= WORK TO COMPLETE =
Can you express the records as a Markdown table with the columns "Row" and "Line", starting at the beginning of the records and going on through the line containing "box: [948, 680, 1112, 746]", with blank lines and the pictures left out?

= EXERCISE DATA =
--------------------

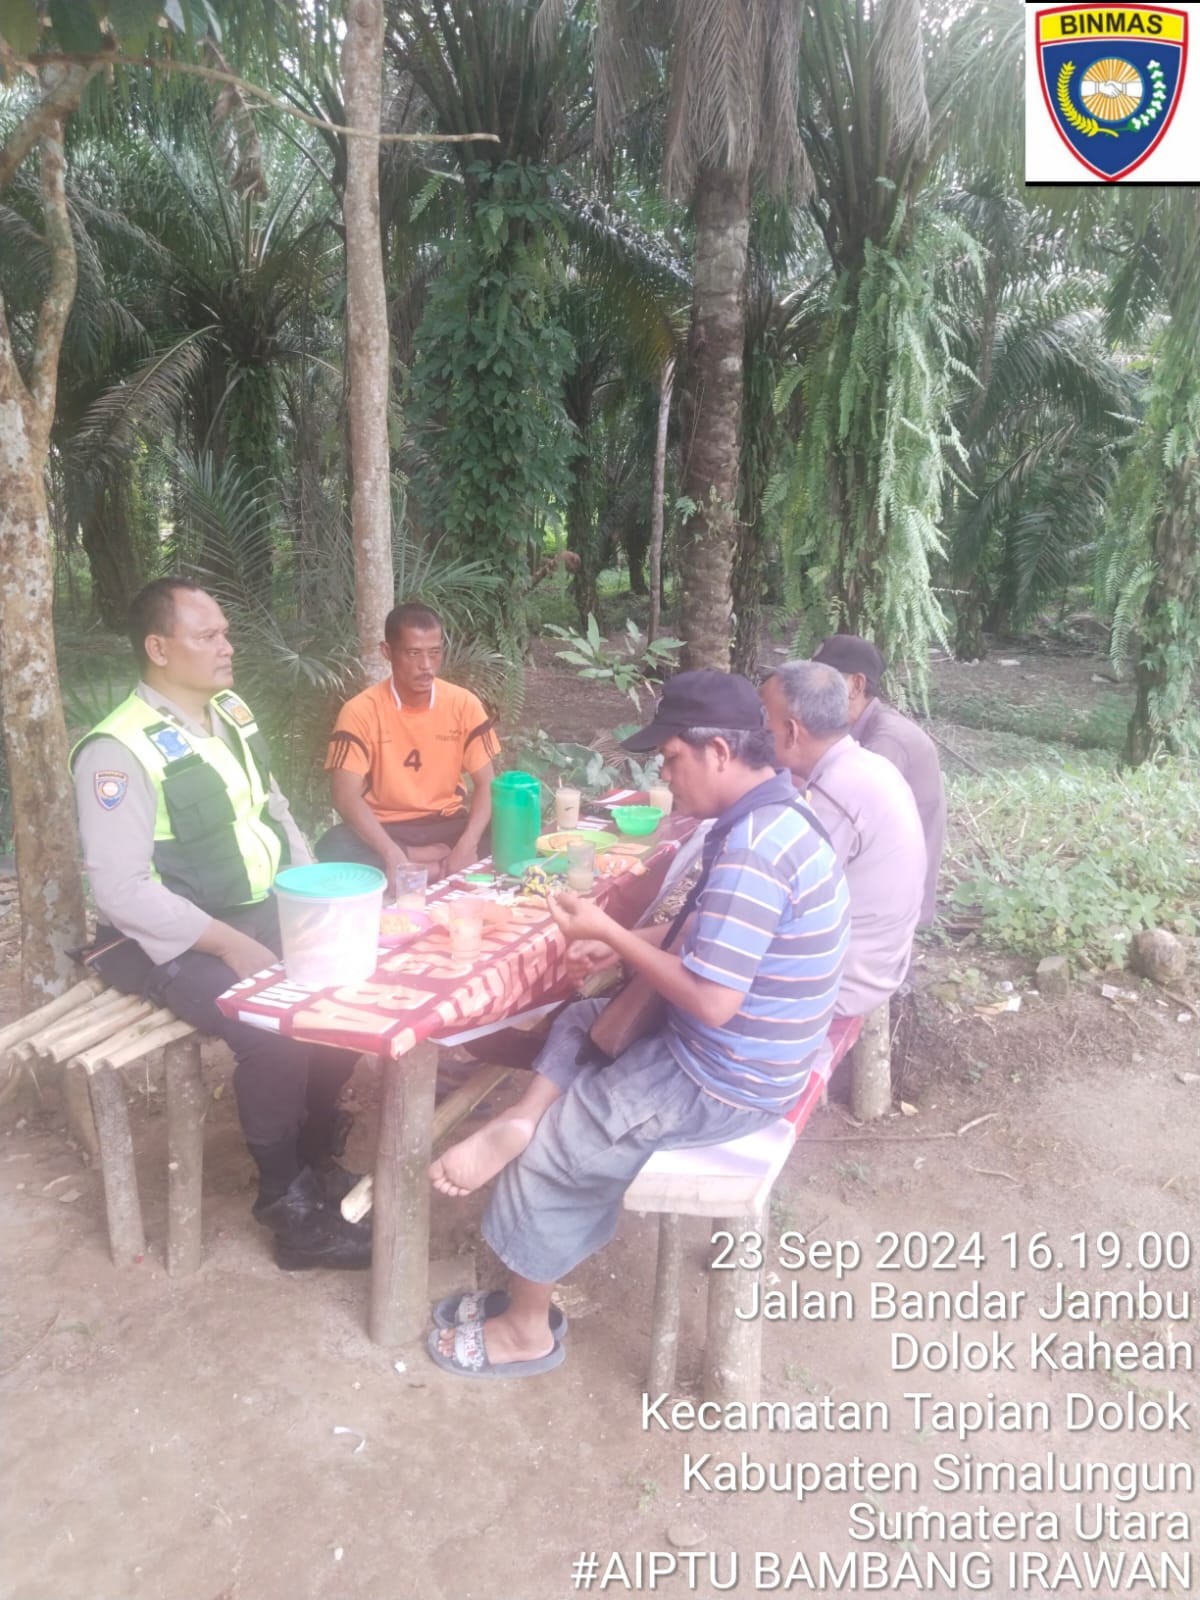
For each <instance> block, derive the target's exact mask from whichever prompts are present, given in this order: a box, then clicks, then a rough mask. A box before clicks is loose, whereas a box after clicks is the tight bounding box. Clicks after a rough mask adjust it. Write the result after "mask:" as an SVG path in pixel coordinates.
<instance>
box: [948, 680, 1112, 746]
mask: <svg viewBox="0 0 1200 1600" xmlns="http://www.w3.org/2000/svg"><path fill="white" fill-rule="evenodd" d="M1131 709H1133V698H1131V696H1130V694H1123V693H1122V691H1120V690H1112V691H1106V693H1102V694H1098V696H1096V699H1094V702H1093V704H1091V706H1088V707H1074V706H1072V704H1070V701H1069V699H1067V698H1066V696H1054V698H1053V699H1040V698H1030V699H1024V701H1021V699H1002V698H1000V696H998V694H994V693H987V691H984V690H976V688H947V686H941V688H934V690H933V691H931V693H930V710H931V714H933V715H934V717H939V718H944V720H946V722H955V723H958V725H960V726H962V728H984V730H987V731H990V733H1016V734H1022V736H1024V738H1027V739H1040V741H1043V742H1046V744H1069V746H1075V747H1077V749H1080V750H1120V749H1122V747H1123V744H1125V728H1126V725H1128V720H1130V710H1131Z"/></svg>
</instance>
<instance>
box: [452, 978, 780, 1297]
mask: <svg viewBox="0 0 1200 1600" xmlns="http://www.w3.org/2000/svg"><path fill="white" fill-rule="evenodd" d="M603 1005H605V1002H603V1000H581V1002H578V1003H576V1005H573V1006H568V1008H566V1011H563V1013H562V1016H558V1019H557V1021H555V1024H554V1027H552V1029H550V1037H549V1038H547V1040H546V1048H544V1050H542V1053H541V1056H539V1058H538V1062H536V1069H538V1072H541V1074H542V1075H544V1077H547V1078H550V1082H552V1083H555V1085H557V1086H558V1088H560V1090H562V1091H563V1094H562V1099H557V1101H555V1102H554V1106H550V1109H549V1110H547V1112H546V1115H544V1117H542V1120H541V1122H539V1123H538V1131H536V1133H534V1136H533V1139H531V1141H530V1144H528V1147H526V1149H525V1152H523V1154H522V1155H520V1157H518V1158H517V1160H515V1162H510V1163H509V1165H507V1166H506V1168H504V1170H502V1173H501V1174H499V1178H498V1179H496V1187H494V1189H493V1194H491V1202H490V1205H488V1211H486V1214H485V1218H483V1238H485V1240H486V1242H488V1245H490V1246H491V1248H493V1250H494V1253H496V1254H498V1256H499V1259H501V1261H502V1262H504V1264H506V1267H509V1269H510V1270H512V1272H517V1274H518V1275H520V1277H523V1278H530V1280H531V1282H533V1283H555V1282H557V1280H558V1278H562V1277H565V1275H566V1274H568V1272H570V1270H571V1269H573V1267H578V1266H579V1262H581V1261H586V1259H587V1256H590V1254H594V1253H595V1251H597V1250H602V1248H603V1246H605V1245H606V1243H608V1242H610V1238H611V1237H613V1235H614V1234H616V1229H618V1222H619V1219H621V1200H622V1198H624V1192H626V1189H629V1186H630V1184H632V1181H634V1179H635V1178H637V1174H638V1173H640V1171H642V1168H643V1166H645V1165H646V1162H648V1160H650V1157H651V1155H653V1154H654V1150H677V1149H685V1147H688V1146H699V1144H723V1142H725V1141H726V1139H738V1138H741V1136H742V1134H746V1133H755V1131H757V1130H758V1128H765V1126H766V1125H768V1123H771V1122H776V1118H778V1112H773V1110H746V1109H742V1107H739V1106H726V1104H725V1102H723V1101H718V1099H714V1098H712V1094H706V1093H704V1090H702V1088H701V1086H699V1085H698V1083H694V1082H693V1078H690V1077H688V1074H686V1072H685V1070H683V1067H680V1066H678V1062H677V1061H675V1058H674V1056H672V1054H670V1050H669V1048H667V1045H666V1038H664V1035H662V1034H653V1035H651V1037H648V1038H640V1040H638V1042H637V1043H635V1045H630V1048H629V1050H627V1051H626V1053H624V1054H621V1056H618V1058H616V1059H614V1061H611V1062H605V1064H603V1066H579V1064H578V1061H576V1058H578V1054H579V1048H581V1046H582V1043H584V1040H586V1038H587V1029H589V1027H590V1026H592V1022H594V1021H595V1018H597V1014H598V1013H600V1010H602V1006H603Z"/></svg>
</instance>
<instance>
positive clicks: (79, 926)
mask: <svg viewBox="0 0 1200 1600" xmlns="http://www.w3.org/2000/svg"><path fill="white" fill-rule="evenodd" d="M64 171H66V158H64V154H62V114H59V117H58V120H54V122H53V123H50V126H48V131H43V136H42V206H43V218H45V235H46V243H48V246H50V261H51V267H50V286H48V290H46V298H45V302H43V306H42V312H40V315H38V323H37V334H35V342H34V355H32V360H30V371H29V384H27V386H26V382H24V379H22V378H21V373H19V371H18V365H16V357H14V352H13V344H11V339H10V336H8V322H6V317H5V307H3V299H0V686H2V688H3V738H5V758H6V763H8V781H10V787H11V795H13V838H14V845H16V877H18V894H19V904H21V986H22V990H24V1000H26V1003H27V1005H37V1003H40V1002H42V1000H45V998H48V997H50V995H54V994H61V990H62V989H64V987H66V986H67V981H69V979H70V974H72V960H70V955H69V954H67V952H69V950H70V949H72V947H75V946H78V944H82V942H83V931H85V923H83V885H82V880H80V872H78V840H77V832H75V805H74V797H72V792H70V782H69V779H67V730H66V723H64V718H62V701H61V696H59V686H58V659H56V656H54V557H53V541H51V534H50V517H48V514H46V490H45V472H46V456H48V453H50V427H51V422H53V419H54V394H56V389H58V357H59V349H61V347H62V330H64V326H66V322H67V315H69V312H70V304H72V301H74V298H75V245H74V240H72V234H70V222H69V218H67V198H66V187H64Z"/></svg>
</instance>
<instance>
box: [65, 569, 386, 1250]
mask: <svg viewBox="0 0 1200 1600" xmlns="http://www.w3.org/2000/svg"><path fill="white" fill-rule="evenodd" d="M130 642H131V645H133V651H134V656H136V658H138V662H139V666H141V682H139V683H138V686H136V690H134V691H133V694H130V698H128V699H126V701H122V704H120V706H118V707H117V709H115V710H114V712H110V714H109V715H107V717H106V718H104V720H102V722H101V723H98V726H94V728H93V730H91V733H88V734H86V738H85V739H82V741H80V744H78V746H77V747H75V750H74V752H72V757H70V766H72V774H74V779H75V802H77V806H78V819H80V834H82V838H83V854H85V861H86V869H88V877H90V880H91V891H93V896H94V899H96V910H98V917H99V923H101V926H99V928H98V938H96V944H94V946H93V950H91V955H90V960H91V963H93V965H94V966H96V968H98V971H99V973H101V974H102V976H104V978H106V979H107V981H109V982H112V984H114V986H115V987H118V989H123V990H126V992H131V994H147V995H149V997H150V998H154V1000H155V1002H158V1003H160V1005H165V1006H170V1010H171V1011H174V1014H176V1016H178V1018H182V1019H184V1021H186V1022H192V1024H194V1026H195V1027H197V1029H198V1030H200V1032H202V1034H210V1035H214V1037H219V1038H224V1040H226V1043H227V1045H229V1046H230V1048H232V1051H234V1054H235V1058H237V1070H235V1072H234V1091H235V1096H237V1109H238V1117H240V1120H242V1133H243V1134H245V1139H246V1144H248V1147H250V1154H251V1155H253V1158H254V1165H256V1166H258V1174H259V1190H258V1200H256V1202H254V1216H256V1218H258V1219H259V1221H261V1222H264V1224H266V1226H269V1227H270V1229H272V1232H274V1234H275V1259H277V1261H278V1264H280V1266H282V1267H286V1269H293V1270H294V1269H301V1267H322V1266H325V1267H365V1266H368V1264H370V1254H371V1235H370V1227H368V1226H363V1224H350V1222H346V1221H344V1219H342V1216H341V1210H339V1203H338V1202H339V1200H341V1197H342V1195H344V1194H346V1192H347V1190H349V1187H350V1186H352V1184H354V1181H355V1178H354V1174H352V1173H347V1171H346V1170H344V1168H341V1166H338V1163H336V1162H334V1160H333V1157H334V1155H338V1154H341V1149H342V1147H344V1142H346V1131H347V1125H349V1118H347V1117H346V1115H344V1114H342V1112H339V1109H338V1098H339V1094H341V1090H342V1086H344V1083H346V1080H347V1078H349V1075H350V1072H352V1070H354V1056H350V1054H347V1053H346V1051H334V1050H325V1048H320V1046H314V1045H302V1043H299V1042H298V1040H291V1038H282V1037H278V1035H274V1034H269V1032H264V1030H261V1029H254V1027H246V1026H245V1024H242V1022H234V1021H229V1019H227V1018H224V1016H222V1014H221V1011H219V1010H218V1006H216V997H218V995H219V994H222V992H224V990H226V989H229V987H230V984H234V982H237V979H238V978H248V976H250V974H251V973H258V971H261V970H262V968H264V966H269V965H272V963H274V962H275V958H277V952H278V926H277V920H275V902H274V898H272V896H270V893H269V890H270V885H272V880H274V877H275V872H277V870H278V867H280V866H286V864H288V862H291V864H302V862H307V861H310V859H312V856H310V853H309V850H307V845H306V843H304V838H302V837H301V834H299V829H298V827H296V822H294V821H293V816H291V811H290V810H288V802H286V800H285V798H283V795H282V794H280V790H278V787H277V786H275V781H274V778H272V776H270V762H269V755H267V747H266V742H264V739H262V736H261V734H259V731H258V725H256V722H254V715H253V712H251V710H250V707H248V706H246V704H245V701H242V699H238V696H237V694H235V693H234V688H232V685H234V667H232V661H234V646H232V645H230V642H229V624H227V622H226V618H224V614H222V611H221V606H219V605H218V602H216V600H214V598H213V597H211V595H210V594H205V590H203V589H200V587H198V586H197V584H192V582H189V581H187V579H182V578H160V579H157V581H155V582H152V584H147V587H146V589H142V590H141V594H138V595H136V597H134V600H133V605H131V608H130Z"/></svg>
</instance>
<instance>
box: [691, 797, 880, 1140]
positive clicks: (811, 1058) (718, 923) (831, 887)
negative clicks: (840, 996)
mask: <svg viewBox="0 0 1200 1600" xmlns="http://www.w3.org/2000/svg"><path fill="white" fill-rule="evenodd" d="M794 798H795V790H794V787H792V781H790V778H789V776H787V774H786V773H776V776H774V778H771V779H768V781H766V782H763V784H758V786H757V787H755V789H752V790H750V794H747V795H744V797H742V798H741V800H739V802H738V803H736V806H731V808H730V811H726V813H725V816H723V818H717V821H715V826H714V834H715V832H718V830H722V827H723V824H726V822H728V821H730V819H731V818H734V821H733V826H731V827H730V830H728V834H726V837H725V838H723V840H722V845H720V850H718V854H717V859H715V862H714V866H712V870H710V872H709V877H707V880H706V885H704V890H702V893H701V898H699V901H698V906H696V915H694V918H693V922H691V926H690V931H688V934H686V938H685V941H683V947H682V952H680V954H682V958H683V965H685V966H688V968H690V971H693V973H696V974H698V976H699V978H707V979H710V981H712V982H715V984H722V986H723V987H726V989H736V990H738V992H739V994H742V995H744V1000H742V1005H741V1010H739V1011H738V1014H736V1016H734V1018H733V1019H731V1021H730V1022H726V1024H725V1027H709V1026H707V1024H704V1022H701V1021H699V1019H698V1018H694V1016H690V1014H688V1013H686V1011H683V1010H680V1008H678V1006H669V1008H667V1043H669V1046H670V1051H672V1054H674V1056H675V1061H677V1062H678V1064H680V1067H683V1070H685V1072H686V1074H688V1075H690V1077H691V1078H694V1082H696V1083H699V1086H701V1088H702V1090H706V1091H707V1093H709V1094H714V1096H715V1098H717V1099H722V1101H728V1102H730V1104H733V1106H747V1107H750V1109H754V1110H778V1112H786V1110H789V1109H790V1107H792V1106H794V1104H795V1101H797V1099H798V1096H800V1093H802V1091H803V1088H805V1083H806V1080H808V1072H810V1067H811V1066H813V1061H814V1058H816V1053H818V1048H819V1046H821V1043H822V1040H824V1037H826V1030H827V1029H829V1022H830V1019H832V1016H834V1003H835V1000H837V992H838V984H840V979H842V966H843V963H845V958H846V949H848V944H850V896H848V893H846V883H845V878H843V875H842V869H840V867H838V864H837V861H835V858H834V851H832V850H830V848H829V845H827V843H826V840H824V838H821V835H819V834H818V832H814V829H811V827H810V826H808V822H806V821H805V816H803V813H802V811H798V810H797V808H795V805H789V800H794Z"/></svg>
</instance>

--------------------

= SOLUTION =
| Row | Line |
|---|---|
| 1 | For each <instance> block, derive the target's exact mask from whichever prompts are present, given in this order: a box, then clicks, then a rough mask. A box before clicks is loose, whereas a box after clicks is the tight bounding box. Clicks after a rough mask adjust it. Write the result after "mask:" as an SVG path in pixel coordinates. |
| 2 | <instance> |
| 3 | box: [948, 680, 1112, 746] |